- [Required work]:
In the listing below, from the line with "Each instance receives one keypoint. Mark the riot" through the end of the listing, change "integer pixel coordinates" to "whole-number pixel coordinates" and give those lines again with nothing else altered.

- [Extracted data]:
-- START --

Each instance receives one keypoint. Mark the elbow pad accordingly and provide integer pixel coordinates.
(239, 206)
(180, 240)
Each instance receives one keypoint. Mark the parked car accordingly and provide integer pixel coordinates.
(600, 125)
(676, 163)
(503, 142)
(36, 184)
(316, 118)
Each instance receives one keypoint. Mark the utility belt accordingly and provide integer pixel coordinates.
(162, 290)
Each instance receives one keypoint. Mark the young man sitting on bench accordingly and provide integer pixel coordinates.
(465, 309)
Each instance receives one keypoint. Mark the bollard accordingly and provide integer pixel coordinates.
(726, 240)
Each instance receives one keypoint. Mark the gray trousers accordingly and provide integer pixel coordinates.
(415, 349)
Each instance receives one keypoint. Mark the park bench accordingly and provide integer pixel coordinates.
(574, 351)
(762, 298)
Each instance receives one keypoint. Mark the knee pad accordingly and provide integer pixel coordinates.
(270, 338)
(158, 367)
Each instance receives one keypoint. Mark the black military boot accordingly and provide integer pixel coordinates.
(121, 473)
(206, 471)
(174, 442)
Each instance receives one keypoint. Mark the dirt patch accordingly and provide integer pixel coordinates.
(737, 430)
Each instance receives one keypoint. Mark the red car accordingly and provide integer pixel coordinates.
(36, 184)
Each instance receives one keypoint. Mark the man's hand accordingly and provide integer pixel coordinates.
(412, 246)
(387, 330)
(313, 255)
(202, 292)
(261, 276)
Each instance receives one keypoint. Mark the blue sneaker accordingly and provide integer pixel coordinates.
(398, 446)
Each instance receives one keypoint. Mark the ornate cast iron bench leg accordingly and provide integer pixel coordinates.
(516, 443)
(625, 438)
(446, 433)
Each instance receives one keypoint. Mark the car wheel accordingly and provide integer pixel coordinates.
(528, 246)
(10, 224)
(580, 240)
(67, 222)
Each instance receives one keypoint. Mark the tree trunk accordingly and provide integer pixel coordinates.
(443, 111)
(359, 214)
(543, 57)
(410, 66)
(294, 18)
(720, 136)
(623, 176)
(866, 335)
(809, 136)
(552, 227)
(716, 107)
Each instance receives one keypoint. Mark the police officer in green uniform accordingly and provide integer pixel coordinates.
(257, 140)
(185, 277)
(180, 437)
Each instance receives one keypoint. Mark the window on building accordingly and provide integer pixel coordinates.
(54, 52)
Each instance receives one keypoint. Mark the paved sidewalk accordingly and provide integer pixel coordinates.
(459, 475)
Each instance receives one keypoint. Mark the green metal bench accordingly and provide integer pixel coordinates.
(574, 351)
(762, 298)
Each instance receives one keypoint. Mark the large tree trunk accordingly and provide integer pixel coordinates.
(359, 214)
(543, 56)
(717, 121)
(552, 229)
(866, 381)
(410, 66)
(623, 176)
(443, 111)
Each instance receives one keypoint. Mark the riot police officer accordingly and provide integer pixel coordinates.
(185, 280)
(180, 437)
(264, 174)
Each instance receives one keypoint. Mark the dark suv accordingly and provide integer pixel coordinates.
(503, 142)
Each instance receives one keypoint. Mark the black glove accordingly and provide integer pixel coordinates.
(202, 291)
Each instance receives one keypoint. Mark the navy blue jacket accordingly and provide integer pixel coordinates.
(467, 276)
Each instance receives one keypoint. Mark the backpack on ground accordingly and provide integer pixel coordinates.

-- END --

- [Task answer]:
Each instance receives one keypoint. Mark the riot police officer accordingly and provide whole-number pixel coordinates.
(185, 280)
(180, 437)
(264, 174)
Each instance receives one keypoint. Mark the dark suv accordingly and provide whole-number pixel coordinates.
(503, 142)
Each instance receives one keypoint. Mark the black glove accordingly and provide whole-number pixel coordinates.
(202, 291)
Each instance receives one keypoint. Mark the navy blue jacket accordingly and provide whole-number pixel coordinates.
(467, 276)
Each instance receives one keypoint. Mark the backpack on ground accordingly and provide whole-number pixel coordinates.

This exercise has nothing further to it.